Brief: Give the lines below as a Markdown table with two columns, No. and Line. Put a row number in No. and one line in Line, and leave out blank lines.

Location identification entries
########

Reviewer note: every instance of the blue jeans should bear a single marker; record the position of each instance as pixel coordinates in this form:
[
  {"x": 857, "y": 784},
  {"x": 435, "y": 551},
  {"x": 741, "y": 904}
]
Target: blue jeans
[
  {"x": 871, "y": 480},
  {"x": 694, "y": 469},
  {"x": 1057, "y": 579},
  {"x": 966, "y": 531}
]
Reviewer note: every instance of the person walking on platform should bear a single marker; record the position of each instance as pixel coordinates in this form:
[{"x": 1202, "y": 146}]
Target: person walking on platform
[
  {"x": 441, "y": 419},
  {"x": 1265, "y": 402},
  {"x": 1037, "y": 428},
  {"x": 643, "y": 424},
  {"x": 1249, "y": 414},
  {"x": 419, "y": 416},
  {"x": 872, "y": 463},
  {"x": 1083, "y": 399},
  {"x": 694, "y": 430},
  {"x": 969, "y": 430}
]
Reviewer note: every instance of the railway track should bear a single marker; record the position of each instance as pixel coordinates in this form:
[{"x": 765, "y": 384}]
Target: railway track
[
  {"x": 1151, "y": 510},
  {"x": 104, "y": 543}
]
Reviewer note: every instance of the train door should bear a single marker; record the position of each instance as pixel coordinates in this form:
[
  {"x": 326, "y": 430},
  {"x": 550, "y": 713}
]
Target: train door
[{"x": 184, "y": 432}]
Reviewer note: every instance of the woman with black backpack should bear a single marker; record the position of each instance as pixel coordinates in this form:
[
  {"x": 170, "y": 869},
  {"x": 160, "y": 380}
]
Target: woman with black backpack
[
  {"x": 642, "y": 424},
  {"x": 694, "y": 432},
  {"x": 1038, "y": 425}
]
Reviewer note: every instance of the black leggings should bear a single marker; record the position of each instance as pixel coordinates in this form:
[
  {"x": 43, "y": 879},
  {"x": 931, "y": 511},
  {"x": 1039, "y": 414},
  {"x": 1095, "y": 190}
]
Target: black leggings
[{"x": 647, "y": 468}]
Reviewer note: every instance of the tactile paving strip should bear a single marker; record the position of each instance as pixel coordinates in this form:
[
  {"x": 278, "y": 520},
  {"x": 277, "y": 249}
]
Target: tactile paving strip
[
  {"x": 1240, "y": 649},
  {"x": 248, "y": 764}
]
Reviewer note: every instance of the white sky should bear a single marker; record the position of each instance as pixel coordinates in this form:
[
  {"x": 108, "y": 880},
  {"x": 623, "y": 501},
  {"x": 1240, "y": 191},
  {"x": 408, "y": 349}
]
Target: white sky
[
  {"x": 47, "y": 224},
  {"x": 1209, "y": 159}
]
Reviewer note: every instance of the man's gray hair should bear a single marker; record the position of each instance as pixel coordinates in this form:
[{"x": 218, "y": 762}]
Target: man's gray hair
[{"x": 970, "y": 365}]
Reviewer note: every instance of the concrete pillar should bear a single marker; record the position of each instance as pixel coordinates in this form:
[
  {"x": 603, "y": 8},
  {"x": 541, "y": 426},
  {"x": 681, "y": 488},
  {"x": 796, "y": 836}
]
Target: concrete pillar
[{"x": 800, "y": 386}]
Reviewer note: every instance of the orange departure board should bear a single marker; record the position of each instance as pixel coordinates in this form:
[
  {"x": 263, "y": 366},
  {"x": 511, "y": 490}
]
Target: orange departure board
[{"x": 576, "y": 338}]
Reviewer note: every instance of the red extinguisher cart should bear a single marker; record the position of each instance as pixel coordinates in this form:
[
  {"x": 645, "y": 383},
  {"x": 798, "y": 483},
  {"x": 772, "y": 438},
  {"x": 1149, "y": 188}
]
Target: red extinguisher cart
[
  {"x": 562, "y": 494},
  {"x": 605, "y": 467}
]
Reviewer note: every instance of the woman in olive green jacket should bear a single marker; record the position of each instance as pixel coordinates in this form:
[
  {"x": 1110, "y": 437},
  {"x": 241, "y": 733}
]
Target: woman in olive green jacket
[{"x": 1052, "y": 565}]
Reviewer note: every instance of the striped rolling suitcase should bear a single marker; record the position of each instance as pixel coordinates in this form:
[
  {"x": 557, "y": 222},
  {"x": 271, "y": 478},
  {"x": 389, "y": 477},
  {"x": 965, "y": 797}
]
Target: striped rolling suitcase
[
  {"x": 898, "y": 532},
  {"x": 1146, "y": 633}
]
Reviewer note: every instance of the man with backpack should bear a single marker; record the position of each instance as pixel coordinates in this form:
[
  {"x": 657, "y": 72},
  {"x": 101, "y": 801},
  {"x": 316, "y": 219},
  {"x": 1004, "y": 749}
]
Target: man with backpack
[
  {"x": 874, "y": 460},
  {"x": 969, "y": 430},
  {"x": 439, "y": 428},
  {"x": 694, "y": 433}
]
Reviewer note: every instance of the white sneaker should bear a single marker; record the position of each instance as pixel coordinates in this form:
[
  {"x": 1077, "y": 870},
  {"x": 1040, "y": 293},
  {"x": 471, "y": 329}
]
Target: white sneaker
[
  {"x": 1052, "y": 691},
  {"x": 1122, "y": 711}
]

########

Exercise output:
| No. | Line |
|---|---|
| 1 | Reviewer note: every instance of the blue jeans should bear a single marker; record the position of each instance as pixel coordinates in this form: |
| 2 | [ |
| 3 |   {"x": 857, "y": 784}, |
| 4 |   {"x": 435, "y": 551}, |
| 5 |   {"x": 741, "y": 904} |
| 6 | ] |
| 7 | Target: blue jeans |
| 8 | [ |
| 9 |   {"x": 871, "y": 480}, |
| 10 |   {"x": 694, "y": 469}, |
| 11 |   {"x": 1057, "y": 579}, |
| 12 |   {"x": 966, "y": 531} |
| 13 | ] |
| 14 | Reviewer note: every instance of the person walking on platform should bear a single marker; record the position of each instance as pixel coordinates in this form: |
| 15 | [{"x": 1202, "y": 146}] |
| 16 | Target: person walking on platform |
| 17 | [ |
| 18 |   {"x": 441, "y": 419}, |
| 19 |   {"x": 1265, "y": 402}, |
| 20 |   {"x": 1037, "y": 428}, |
| 21 |   {"x": 643, "y": 424}, |
| 22 |   {"x": 1249, "y": 414}, |
| 23 |   {"x": 419, "y": 416}, |
| 24 |   {"x": 872, "y": 463}, |
| 25 |   {"x": 1083, "y": 399}, |
| 26 |   {"x": 694, "y": 430}, |
| 27 |   {"x": 969, "y": 430} |
| 28 | ] |
| 29 | Reviewer note: every instance of the railway track should bear a single marker; record the position of each instance as pixel coordinates in this form: |
| 30 | [{"x": 765, "y": 384}] |
| 31 | Target: railway track |
| 32 | [ |
| 33 |   {"x": 1151, "y": 510}, |
| 34 |   {"x": 104, "y": 543} |
| 35 | ] |
| 36 | Reviewer note: every instance of the train door should bear a single marker; record the position of each instance as pixel coordinates in this form: |
| 37 | [ |
| 38 |   {"x": 326, "y": 430}, |
| 39 |   {"x": 550, "y": 713} |
| 40 | ] |
| 41 | Target: train door |
| 42 | [{"x": 184, "y": 432}] |
| 43 | Reviewer note: every instance of the woman with black backpack should bear a single marker; record the position of each instance as pixel coordinates in this form: |
| 44 | [ |
| 45 |   {"x": 170, "y": 869}, |
| 46 |   {"x": 160, "y": 380} |
| 47 | ] |
| 48 | Target: woman with black backpack |
| 49 | [ |
| 50 |   {"x": 642, "y": 424}, |
| 51 |   {"x": 694, "y": 432}, |
| 52 |   {"x": 1038, "y": 425} |
| 53 | ] |
| 54 | Reviewer note: every instance of the black leggings should bear a single marker; record the position of each instance as pixel coordinates in this form: |
| 55 | [ |
| 56 |   {"x": 43, "y": 879}, |
| 57 |   {"x": 931, "y": 511}, |
| 58 |   {"x": 1039, "y": 414}, |
| 59 |   {"x": 1095, "y": 190} |
| 60 | ] |
| 61 | Target: black leggings |
| 62 | [{"x": 647, "y": 468}] |
| 63 | Reviewer note: every instance of the tactile paving strip should bear a single marker; record the position of each instance as pixel coordinates in this form: |
| 64 | [ |
| 65 |   {"x": 278, "y": 520}, |
| 66 |   {"x": 277, "y": 249} |
| 67 | ] |
| 68 | Target: tactile paving strip |
| 69 | [ |
| 70 |   {"x": 1240, "y": 649}, |
| 71 |   {"x": 248, "y": 764} |
| 72 | ] |
| 73 | Reviewer note: every instance of the white sky should bear a single marker; record the position of each instance as pixel coordinates in this form: |
| 74 | [ |
| 75 |   {"x": 108, "y": 880}, |
| 76 |   {"x": 623, "y": 501}, |
| 77 |   {"x": 1240, "y": 191}, |
| 78 |   {"x": 408, "y": 349} |
| 79 | ] |
| 80 | Target: white sky |
| 81 | [ |
| 82 |   {"x": 47, "y": 224}, |
| 83 |   {"x": 1209, "y": 159} |
| 84 | ] |
| 85 | Reviewer note: every instance of the man's gray hair should bear a single marker; record the position of each instance as pixel coordinates in this form: |
| 86 | [{"x": 218, "y": 762}] |
| 87 | Target: man's gray hair |
| 88 | [{"x": 970, "y": 365}] |
| 89 | Reviewer note: every instance of the concrete pillar should bear a single marker; record the position of each instance as pixel coordinates in this form: |
| 90 | [ |
| 91 |   {"x": 603, "y": 8}, |
| 92 |   {"x": 541, "y": 426}, |
| 93 |   {"x": 681, "y": 488}, |
| 94 |   {"x": 796, "y": 836} |
| 95 | ] |
| 96 | Target: concrete pillar |
| 97 | [{"x": 800, "y": 386}] |
| 98 | Reviewer note: every instance of the orange departure board should bear a single marker; record the position of each instance as pixel coordinates in this form: |
| 99 | [ |
| 100 |   {"x": 263, "y": 366}, |
| 101 |   {"x": 511, "y": 490} |
| 102 | ] |
| 103 | Target: orange departure board |
| 104 | [{"x": 576, "y": 338}] |
| 105 | Reviewer note: every instance of the red extinguisher cart should bear a single marker; record the position of each instance as pixel coordinates in this form: |
| 106 | [ |
| 107 |   {"x": 645, "y": 383}, |
| 108 |   {"x": 798, "y": 483}, |
| 109 |   {"x": 772, "y": 438}, |
| 110 |   {"x": 1149, "y": 188} |
| 111 | ] |
| 112 | Target: red extinguisher cart |
| 113 | [ |
| 114 |   {"x": 562, "y": 494}, |
| 115 |   {"x": 605, "y": 467} |
| 116 | ] |
| 117 | Reviewer note: every instance of the woman in olive green jacket should bear a single marker; record the position of each instance as pixel coordinates in this form: |
| 118 | [ |
| 119 |   {"x": 1110, "y": 437}, |
| 120 |   {"x": 241, "y": 733} |
| 121 | ] |
| 122 | Target: woman in olive green jacket |
| 123 | [{"x": 1052, "y": 565}] |
| 124 | Reviewer note: every instance of the striped rolling suitcase should bear a single marker; record the position of each instance as pixel coordinates in this form: |
| 125 | [ |
| 126 |   {"x": 557, "y": 222}, |
| 127 |   {"x": 271, "y": 478}, |
| 128 |   {"x": 389, "y": 477}, |
| 129 |   {"x": 965, "y": 797} |
| 130 | ] |
| 131 | Target: striped rolling suitcase |
| 132 | [ |
| 133 |   {"x": 898, "y": 532}, |
| 134 |   {"x": 1146, "y": 633} |
| 135 | ] |
| 136 | Reviewer note: every instance of the man with backpack should bear a single marker; record the position of each instance as pixel coordinates in this form: |
| 137 | [ |
| 138 |   {"x": 657, "y": 72}, |
| 139 |   {"x": 101, "y": 801}, |
| 140 |   {"x": 316, "y": 219}, |
| 141 |   {"x": 1004, "y": 749} |
| 142 | ] |
| 143 | Target: man with backpack |
| 144 | [ |
| 145 |   {"x": 874, "y": 460}, |
| 146 |   {"x": 969, "y": 430}, |
| 147 |   {"x": 439, "y": 428}, |
| 148 |   {"x": 694, "y": 433} |
| 149 | ] |
| 150 | Reviewer note: every instance of the white sneaker should bear a single marker; record the position of each instance as pixel coordinates in this form: |
| 151 | [ |
| 152 |   {"x": 1077, "y": 870}, |
| 153 |   {"x": 1040, "y": 293}, |
| 154 |   {"x": 471, "y": 329} |
| 155 | ] |
| 156 | Target: white sneaker |
| 157 | [ |
| 158 |   {"x": 1052, "y": 691}, |
| 159 |   {"x": 1122, "y": 711} |
| 160 | ] |